EXERCISE INSTRUCTIONS → The copy you produce must hold every record exactly, and none of the images.

►

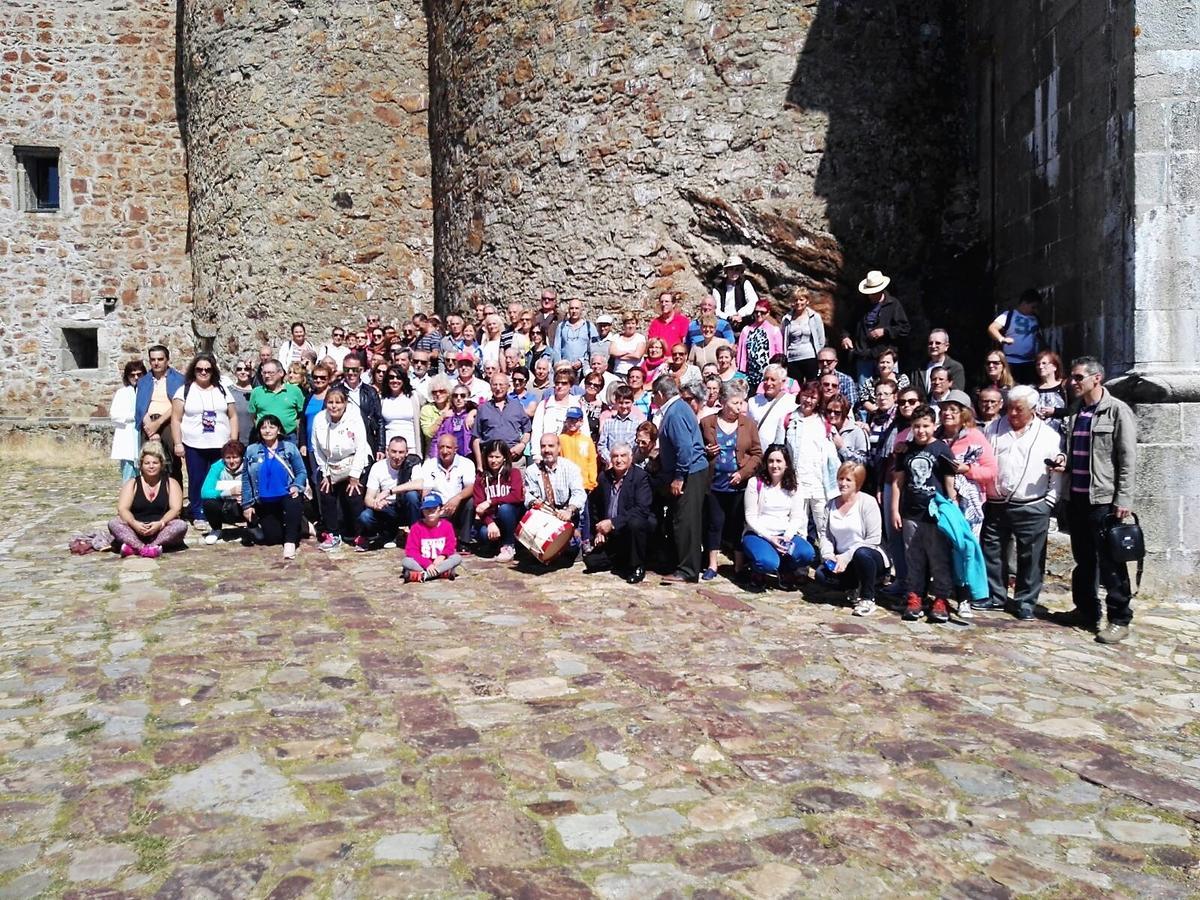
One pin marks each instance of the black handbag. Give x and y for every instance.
(1126, 541)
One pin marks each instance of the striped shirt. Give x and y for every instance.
(615, 430)
(1081, 451)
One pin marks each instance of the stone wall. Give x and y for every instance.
(617, 148)
(1056, 139)
(96, 79)
(309, 165)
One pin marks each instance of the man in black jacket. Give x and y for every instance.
(883, 324)
(363, 397)
(623, 516)
(939, 358)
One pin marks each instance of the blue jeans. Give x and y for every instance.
(763, 557)
(403, 510)
(507, 517)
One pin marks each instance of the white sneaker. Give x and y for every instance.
(864, 607)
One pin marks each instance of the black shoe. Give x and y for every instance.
(1078, 618)
(989, 604)
(679, 579)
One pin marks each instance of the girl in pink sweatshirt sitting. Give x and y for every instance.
(430, 550)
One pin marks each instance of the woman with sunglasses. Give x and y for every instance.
(627, 348)
(243, 384)
(401, 413)
(757, 343)
(849, 439)
(775, 540)
(203, 419)
(655, 359)
(379, 377)
(551, 413)
(593, 403)
(539, 348)
(121, 412)
(996, 373)
(1051, 389)
(456, 419)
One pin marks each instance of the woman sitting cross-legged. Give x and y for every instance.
(341, 453)
(499, 499)
(271, 483)
(777, 521)
(221, 492)
(148, 508)
(852, 541)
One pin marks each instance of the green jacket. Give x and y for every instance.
(1114, 451)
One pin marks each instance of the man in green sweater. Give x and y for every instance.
(279, 397)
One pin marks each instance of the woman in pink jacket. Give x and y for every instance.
(757, 343)
(972, 454)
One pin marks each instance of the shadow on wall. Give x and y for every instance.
(897, 169)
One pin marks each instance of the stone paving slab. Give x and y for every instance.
(219, 723)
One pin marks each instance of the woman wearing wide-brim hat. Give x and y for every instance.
(883, 324)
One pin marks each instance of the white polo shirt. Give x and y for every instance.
(448, 483)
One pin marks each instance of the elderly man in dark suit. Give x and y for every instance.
(623, 513)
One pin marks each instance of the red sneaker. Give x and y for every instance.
(940, 610)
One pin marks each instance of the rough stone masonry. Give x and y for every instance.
(343, 156)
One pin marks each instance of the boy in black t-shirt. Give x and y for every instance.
(927, 468)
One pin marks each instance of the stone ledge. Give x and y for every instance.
(1165, 387)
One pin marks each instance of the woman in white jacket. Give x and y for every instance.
(341, 454)
(807, 436)
(775, 540)
(121, 413)
(852, 540)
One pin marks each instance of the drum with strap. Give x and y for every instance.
(544, 534)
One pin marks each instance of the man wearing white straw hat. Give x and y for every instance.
(883, 324)
(735, 293)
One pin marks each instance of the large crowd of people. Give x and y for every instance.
(543, 436)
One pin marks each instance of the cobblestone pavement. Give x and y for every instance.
(221, 724)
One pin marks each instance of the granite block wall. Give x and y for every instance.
(309, 166)
(96, 81)
(613, 149)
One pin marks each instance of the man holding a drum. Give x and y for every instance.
(553, 487)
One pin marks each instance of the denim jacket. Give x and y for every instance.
(256, 454)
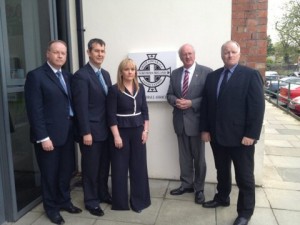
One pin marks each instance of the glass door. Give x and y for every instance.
(27, 28)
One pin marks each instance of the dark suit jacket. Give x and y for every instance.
(238, 111)
(90, 102)
(47, 105)
(188, 119)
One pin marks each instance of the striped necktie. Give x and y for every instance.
(185, 84)
(102, 81)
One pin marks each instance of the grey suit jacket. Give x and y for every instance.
(187, 120)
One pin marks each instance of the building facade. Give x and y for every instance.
(26, 26)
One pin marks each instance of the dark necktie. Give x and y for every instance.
(102, 81)
(62, 81)
(63, 84)
(224, 81)
(185, 84)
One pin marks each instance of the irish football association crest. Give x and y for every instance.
(152, 73)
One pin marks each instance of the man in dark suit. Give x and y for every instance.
(49, 109)
(232, 113)
(185, 95)
(89, 89)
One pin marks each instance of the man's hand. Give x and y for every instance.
(87, 139)
(47, 145)
(205, 136)
(183, 103)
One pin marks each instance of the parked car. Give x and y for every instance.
(294, 105)
(295, 74)
(270, 76)
(272, 87)
(288, 92)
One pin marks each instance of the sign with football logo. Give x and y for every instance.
(154, 70)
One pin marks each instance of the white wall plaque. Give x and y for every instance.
(154, 71)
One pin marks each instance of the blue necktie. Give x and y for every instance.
(102, 81)
(63, 84)
(62, 81)
(224, 81)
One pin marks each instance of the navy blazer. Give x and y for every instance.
(187, 120)
(47, 105)
(238, 111)
(89, 101)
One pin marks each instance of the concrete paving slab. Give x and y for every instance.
(147, 216)
(261, 198)
(285, 217)
(29, 218)
(278, 143)
(288, 131)
(295, 143)
(287, 137)
(177, 212)
(285, 162)
(263, 216)
(158, 188)
(105, 222)
(283, 199)
(292, 152)
(282, 185)
(290, 174)
(271, 131)
(270, 173)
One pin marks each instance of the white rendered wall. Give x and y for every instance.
(162, 25)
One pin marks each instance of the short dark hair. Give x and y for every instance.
(95, 40)
(55, 41)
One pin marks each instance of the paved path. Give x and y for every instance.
(277, 201)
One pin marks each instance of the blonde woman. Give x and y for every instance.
(129, 123)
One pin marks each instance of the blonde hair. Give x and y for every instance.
(123, 64)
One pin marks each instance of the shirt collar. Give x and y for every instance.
(95, 68)
(231, 70)
(191, 69)
(53, 69)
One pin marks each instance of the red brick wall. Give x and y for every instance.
(249, 29)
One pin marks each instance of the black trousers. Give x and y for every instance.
(56, 168)
(243, 161)
(133, 158)
(95, 163)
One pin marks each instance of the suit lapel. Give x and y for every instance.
(94, 78)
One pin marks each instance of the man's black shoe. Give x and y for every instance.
(199, 197)
(96, 211)
(107, 200)
(241, 221)
(56, 219)
(72, 209)
(214, 204)
(181, 190)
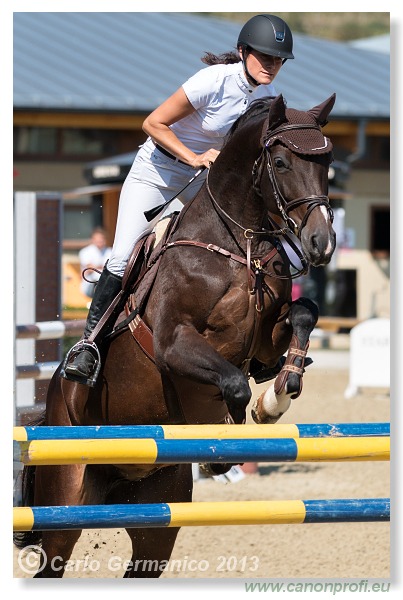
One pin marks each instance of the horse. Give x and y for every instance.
(216, 310)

◄

RESPONSE FOR THIS EXERCISE →
One pin marks each instance of the black handbag. Give x and y for every instance.
(1126, 541)
One pin marks each instance of the striped shirt. Give x and y for every instance.
(615, 430)
(1081, 451)
One pin marks each instance of the stone wall. Give x and y for every instance.
(617, 148)
(1056, 139)
(96, 79)
(309, 165)
One pin marks each instance of the man in black jacket. Give x and y for every instance.
(883, 324)
(363, 397)
(623, 516)
(939, 358)
One pin marks each instance of the blue jeans. Give x and y for every instance.
(763, 557)
(403, 510)
(507, 517)
One pin marks each instance of the white sneaker. Give x and y for every instance.
(864, 607)
One pin marks each instance of the black shoe. Give x and y for every instance.
(1078, 618)
(989, 604)
(679, 579)
One pin marks each instance of the girl in pink sweatshirt sitting. Give x and y for every instance.
(430, 550)
One pin marks each instance of the woman with sunglasses. Give x and y for every instance.
(627, 348)
(243, 384)
(401, 413)
(757, 343)
(849, 439)
(775, 540)
(203, 419)
(655, 359)
(379, 377)
(551, 413)
(593, 403)
(539, 348)
(121, 412)
(996, 373)
(1051, 389)
(456, 419)
One pin marks each instance of the woman sitting cross-legged. Give x and y for every instance.
(341, 453)
(499, 499)
(271, 483)
(777, 521)
(221, 492)
(148, 508)
(852, 541)
One pin marks each instance of the green jacket. Give x and y for every instance.
(1114, 451)
One pin marks each instance of the man in green sweater. Give x and y for every instance.
(279, 397)
One pin marks each instance of the woman in pink jacket. Give x and y for every instance.
(757, 343)
(972, 454)
One pin marks each instance of the shadow on wall. Give x and y for every instance.
(897, 169)
One pin marks each instance of the stone paving slab. Give x and y for every instance.
(219, 723)
One pin marks each instance of the woman wearing wide-brim hat. Give x and y for every instance.
(883, 324)
One pin marks each instance of the white polo shirt. Give x and y for every instance.
(448, 483)
One pin marks each instance of the elderly man in dark suit. Give x and y for every instance.
(623, 513)
One pin marks each instance of the red sneaker. Give x and y for every instance.
(940, 610)
One pin marks each instance of the rough stone masonry. Give x and y for every instance.
(343, 156)
One pin marks each instance of the boy in black t-shirt. Give x and y for every instance.
(927, 468)
One pin marks each instance of the stone ledge. Give x and y for every instance.
(1165, 387)
One pin marks each instance of the woman in white jacket. Give x and y for every instance.
(341, 454)
(807, 436)
(775, 540)
(121, 413)
(852, 540)
One pin marks each instance of the drum with strap. Give x and y for every instance.
(544, 534)
One pin marks each instance of the man wearing white straw hat. Give x and y for every instance.
(883, 324)
(735, 293)
One pin marks each instance of the large crowd of people. Give x and y for every instance.
(543, 436)
One pin marks each instance of the cobblestone pavement. Give x and y for every instance.
(221, 724)
One pin marks each instance of the granite block wall. Give x and y for every instance.
(309, 166)
(96, 81)
(613, 149)
One pin marks each instance of the man holding a drum. Give x and y for every instance.
(553, 487)
One pin marks each instance of the denim jacket. Give x and y for every instance.
(256, 454)
One pin marks each instance of the glass door. Give x and y for every instance.
(27, 28)
One pin marks each instance of the dark suit jacket. Give x and y for every instance.
(238, 111)
(90, 102)
(47, 105)
(188, 119)
One pin marks each instance of the striped necktie. Give x and y for every instance.
(185, 84)
(102, 81)
One pin marks each instance of the grey suit jacket. Give x and y for every instance.
(187, 120)
One pin marks each instance of the building facade. Give x and y for every instance.
(26, 26)
One pin marks each instance of the dark necktie. Give x and y for every instance.
(102, 81)
(62, 81)
(63, 84)
(224, 81)
(185, 84)
One pin marks each instance of the irish football association crest. Give x and y for every instance.
(152, 73)
One pin marks each instance of the man in dark suit. Give x and y for every instance.
(49, 109)
(232, 113)
(185, 95)
(89, 89)
One pin marks each instance of the man's hand. Give x and y for every instance.
(87, 139)
(47, 145)
(205, 136)
(183, 103)
One pin marks each instance of the parked car. Give x and y for every instance.
(294, 105)
(295, 74)
(270, 76)
(272, 87)
(288, 92)
One pin marks each instance of the sign with football logo. Give x and y for every instance.
(154, 70)
One pin marks each instance of the white wall plaque. Give x and y for every instance.
(154, 71)
One pin marks each instance of the blue necktie. Give x and y for every instance.
(102, 81)
(63, 84)
(62, 81)
(224, 81)
One pin marks each instance of the navy blazer. Give x and y for every instance.
(187, 120)
(47, 105)
(238, 111)
(89, 101)
One pin marks each instance of the concrete paving slab. Give x and y for every instance.
(147, 216)
(261, 198)
(285, 217)
(29, 218)
(278, 143)
(288, 131)
(295, 143)
(287, 137)
(177, 212)
(285, 162)
(263, 216)
(158, 188)
(105, 222)
(283, 199)
(292, 152)
(282, 185)
(290, 174)
(271, 131)
(270, 173)
One pin marks each instance of the white rendered wall. Give x and y for every instance.
(162, 25)
One pin marks each instance of the short dark hair. Give x and y for every instance.
(95, 40)
(55, 41)
One pin marks each instance of the paved path. Give x and y for every instance.
(277, 201)
One pin marks each instance of the blonde woman. Give x and y for every instance.
(129, 123)
One pin marks each instance of the blonde hair. Give x and y for every instance.
(123, 64)
One pin marks each instance of the shirt collar. Give x and y for every instance.
(95, 68)
(231, 70)
(191, 69)
(53, 69)
One pin marks each instance of the red brick wall. Give x and y for every instance.
(249, 29)
One pin marks each instance of the black trousers. Give x and y for every instance.
(56, 168)
(243, 161)
(133, 158)
(95, 163)
One pin marks each instance of the suit lapel. Give x and y for every instance.
(94, 78)
One pin marks each instance of the man's black shoe. Give x and y for every instance.
(199, 197)
(96, 211)
(107, 200)
(241, 221)
(56, 219)
(72, 209)
(214, 204)
(181, 190)
One pin marks each instance of the horse. Give x and y for every instance.
(216, 310)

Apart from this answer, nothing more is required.